Records from a dataset:
-*-*-
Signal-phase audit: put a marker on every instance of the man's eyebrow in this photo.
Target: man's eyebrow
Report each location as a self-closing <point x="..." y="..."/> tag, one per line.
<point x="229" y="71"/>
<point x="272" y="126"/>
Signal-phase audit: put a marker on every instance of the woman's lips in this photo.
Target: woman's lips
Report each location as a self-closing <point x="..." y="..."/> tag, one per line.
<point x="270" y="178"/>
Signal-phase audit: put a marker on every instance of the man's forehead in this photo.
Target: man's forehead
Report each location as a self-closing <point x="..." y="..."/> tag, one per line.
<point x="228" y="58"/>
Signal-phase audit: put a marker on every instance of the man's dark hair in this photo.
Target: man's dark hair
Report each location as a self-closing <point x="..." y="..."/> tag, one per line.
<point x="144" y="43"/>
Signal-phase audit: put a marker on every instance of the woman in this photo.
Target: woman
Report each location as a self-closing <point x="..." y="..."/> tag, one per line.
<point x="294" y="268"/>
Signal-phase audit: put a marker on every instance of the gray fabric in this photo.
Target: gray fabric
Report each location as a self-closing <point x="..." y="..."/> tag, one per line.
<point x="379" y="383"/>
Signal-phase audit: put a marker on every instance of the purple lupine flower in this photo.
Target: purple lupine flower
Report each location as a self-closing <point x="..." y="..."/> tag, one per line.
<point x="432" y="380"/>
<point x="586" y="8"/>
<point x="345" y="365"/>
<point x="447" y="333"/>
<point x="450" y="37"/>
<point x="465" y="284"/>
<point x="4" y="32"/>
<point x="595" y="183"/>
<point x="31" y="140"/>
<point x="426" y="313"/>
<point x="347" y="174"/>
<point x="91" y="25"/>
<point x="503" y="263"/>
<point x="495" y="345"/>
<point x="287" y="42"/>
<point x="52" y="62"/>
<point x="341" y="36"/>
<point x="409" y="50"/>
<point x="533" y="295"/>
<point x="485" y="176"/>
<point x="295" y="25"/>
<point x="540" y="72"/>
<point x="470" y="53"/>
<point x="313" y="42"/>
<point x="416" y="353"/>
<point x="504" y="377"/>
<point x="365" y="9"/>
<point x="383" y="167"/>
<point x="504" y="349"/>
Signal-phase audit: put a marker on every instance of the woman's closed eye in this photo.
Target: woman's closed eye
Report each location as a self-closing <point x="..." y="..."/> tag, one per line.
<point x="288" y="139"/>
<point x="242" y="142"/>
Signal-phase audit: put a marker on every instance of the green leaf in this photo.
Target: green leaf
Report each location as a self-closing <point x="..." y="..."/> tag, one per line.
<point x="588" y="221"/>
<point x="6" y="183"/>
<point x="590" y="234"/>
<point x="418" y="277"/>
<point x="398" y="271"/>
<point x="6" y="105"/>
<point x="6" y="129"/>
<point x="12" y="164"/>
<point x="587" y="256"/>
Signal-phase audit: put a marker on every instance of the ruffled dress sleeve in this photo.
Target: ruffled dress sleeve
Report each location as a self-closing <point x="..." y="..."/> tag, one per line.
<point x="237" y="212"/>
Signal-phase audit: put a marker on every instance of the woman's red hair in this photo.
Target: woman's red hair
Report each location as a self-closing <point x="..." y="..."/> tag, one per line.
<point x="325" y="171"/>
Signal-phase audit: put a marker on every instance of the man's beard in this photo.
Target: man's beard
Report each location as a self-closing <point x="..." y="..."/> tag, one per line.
-*-*-
What is needed
Can you reproduce every one of the entries above word for word, without changing anything?

Response to this task
Signal-phase audit: put a marker on every instance of the man's eyebrow in this photo.
Target: man's eyebrow
Report each location as a self-closing <point x="..." y="..."/> tag, one per line.
<point x="229" y="71"/>
<point x="272" y="126"/>
Signal-phase audit: put a marker on every instance of the woman's lips in this photo.
Target: woman's lips
Report each location as a self-closing <point x="..." y="..."/> tag, one per line.
<point x="270" y="178"/>
Signal-phase audit: put a marker on every instance of the man's forehead in this photo.
Target: man's forehead
Report each location as a self-closing <point x="..." y="..."/> tag, one per line.
<point x="228" y="58"/>
Signal-phase audit: put a marker on every instance of the man's dark hair in this photo.
Target: man's dark hair
Report each location as a self-closing <point x="..." y="..."/> tag, one per line.
<point x="144" y="43"/>
Signal-phase audit: put a marker on every instance of the woman in this photo.
Target: woman
Report each location as a self-closing <point x="..." y="..."/> tag, one per line.
<point x="294" y="268"/>
Signal-phase audit: put a marker on every instance of the gray fabric in this photo.
Target: gray fabric
Report each location as a self-closing <point x="..." y="..."/> tag, one per line.
<point x="379" y="383"/>
Signal-phase audit: put a marker on every instance of the purple lupine flower in this photo.
Target: purple lupine flower
Report each location as a self-closing <point x="..." y="..."/> tag, one per line.
<point x="432" y="380"/>
<point x="586" y="8"/>
<point x="345" y="365"/>
<point x="447" y="333"/>
<point x="450" y="37"/>
<point x="465" y="284"/>
<point x="4" y="32"/>
<point x="595" y="183"/>
<point x="31" y="140"/>
<point x="426" y="313"/>
<point x="347" y="174"/>
<point x="91" y="25"/>
<point x="503" y="263"/>
<point x="495" y="345"/>
<point x="287" y="42"/>
<point x="52" y="62"/>
<point x="341" y="36"/>
<point x="409" y="50"/>
<point x="533" y="295"/>
<point x="485" y="176"/>
<point x="295" y="25"/>
<point x="540" y="72"/>
<point x="470" y="53"/>
<point x="313" y="42"/>
<point x="416" y="353"/>
<point x="504" y="377"/>
<point x="365" y="9"/>
<point x="383" y="167"/>
<point x="504" y="349"/>
Signal-phase audit: put a marker on every instance of the woman's closed eye in this photo.
Target: woman's closed eye
Report each location as a self-closing <point x="..." y="..."/> tag, one per line.
<point x="288" y="139"/>
<point x="242" y="142"/>
Signal-phase audit: put a marker on every instance of the green leaf in this photo.
Target: green leaf
Report each location as a self-closing <point x="..." y="..."/> tag, one per line.
<point x="588" y="221"/>
<point x="6" y="183"/>
<point x="590" y="234"/>
<point x="418" y="277"/>
<point x="398" y="271"/>
<point x="6" y="105"/>
<point x="6" y="129"/>
<point x="12" y="164"/>
<point x="587" y="256"/>
Signal-phase audit: put a marker on every instance of the ruffled dress sleeve in this photo.
Target: ruffled dress sleeve
Report each location as a self-closing <point x="..." y="..."/> tag, one per line.
<point x="237" y="212"/>
Signal-phase audit: put a marker on every instance of the woman's red hair in this photo.
Target: woman's red hair
Report each location as a self-closing <point x="..." y="..."/> tag, one per line.
<point x="325" y="171"/>
Signal-phase audit: put a marker on every instance of the man's beard in this photo.
Target: man's beard
Report each location as a self-closing <point x="..." y="..."/> tag, one per line.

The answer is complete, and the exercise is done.